_Klappentext:_
-=-=-=-=-

Chicago, 1893. Im Umfeld eines seltsamen Hotels sind auf mysteriöse Weise mehrere Menschen verschwunden. Die Gänge in diesem Haus sind verwinkelt und es gibt Türen, die zu nackten Ziegelwänden führen… Die berühmte Krimiautorin Ariana Wire beschließt, in diesem Labyrinth des Schreckens Nachforschungen anzustellen. Doch die Dinge entwickeln sich nicht wie vorgesehen – ganz und gar nicht! Auch der Mörder streift zwischen den Mauern des Hotels herum, und er hat einen schrecklichen Plan…
Kombinationen, verborgene Dokumente, unerwartete Verbündete: Um den Fallen zu entkommen, müssen Sie logisch denken und Ihre gute Beobachtungsgabe unter Beweis stellen. Wer wird gewinnen: der Täter oder die beherzte Frau? (Klappentext)

-=-=-=-=-

_Datenblock:_

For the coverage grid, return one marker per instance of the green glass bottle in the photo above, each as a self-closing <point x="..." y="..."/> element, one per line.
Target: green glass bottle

-=-=-=-=-

_Deine Aufgabe:_
Beantworte anhand des Klappentexts:
(a) In welcher Stadt und in welchem Jahr spielt die Handlung?
(b) Wer beschließt, in dem Hotel Nachforschungen anzustellen?
(c) Was muss man tun, um den Fallen zu entkommen?

_Lösung:_
(a) In Chicago, im Jahr 1893.
(b) Die berühmte Krimiautorin Ariana Wire.
(c) Man muss logisch denken und seine gute Beobachtungsgabe unter Beweis stellen.